Picture shape labeling items
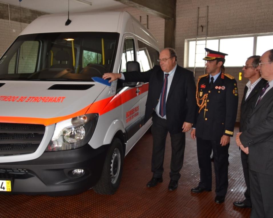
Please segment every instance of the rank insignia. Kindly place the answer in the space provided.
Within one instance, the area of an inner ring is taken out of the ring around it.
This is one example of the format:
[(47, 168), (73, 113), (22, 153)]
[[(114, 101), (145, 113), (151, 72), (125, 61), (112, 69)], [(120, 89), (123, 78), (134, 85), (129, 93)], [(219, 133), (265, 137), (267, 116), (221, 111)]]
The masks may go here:
[(235, 96), (237, 96), (238, 95), (238, 90), (237, 90), (237, 88), (234, 88), (233, 92), (233, 94)]

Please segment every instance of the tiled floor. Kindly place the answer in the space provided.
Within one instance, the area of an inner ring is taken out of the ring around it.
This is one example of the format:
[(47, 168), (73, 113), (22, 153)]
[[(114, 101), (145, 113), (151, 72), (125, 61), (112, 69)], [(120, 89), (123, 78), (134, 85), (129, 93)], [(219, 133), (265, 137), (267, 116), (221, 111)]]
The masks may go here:
[[(238, 131), (238, 128), (235, 131)], [(168, 191), (170, 140), (167, 138), (163, 181), (148, 188), (152, 177), (152, 139), (147, 133), (126, 157), (122, 179), (113, 195), (100, 195), (91, 190), (73, 196), (0, 195), (0, 217), (248, 217), (251, 210), (234, 207), (232, 203), (243, 199), (245, 190), (240, 152), (232, 138), (229, 148), (229, 186), (224, 202), (214, 201), (213, 191), (191, 193), (199, 179), (196, 142), (186, 135), (184, 165), (178, 189)], [(213, 164), (212, 164), (213, 166)], [(214, 171), (212, 169), (213, 172)]]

What you are asked to do |
Return every line in the entries above that contains the word "segment". Case counts.

Reply to the task |
Please segment every instance of the rank insignia. Kindly place the answer in the space provided.
Please segment every instance of the tiled floor. Kindly place the answer in the space provided.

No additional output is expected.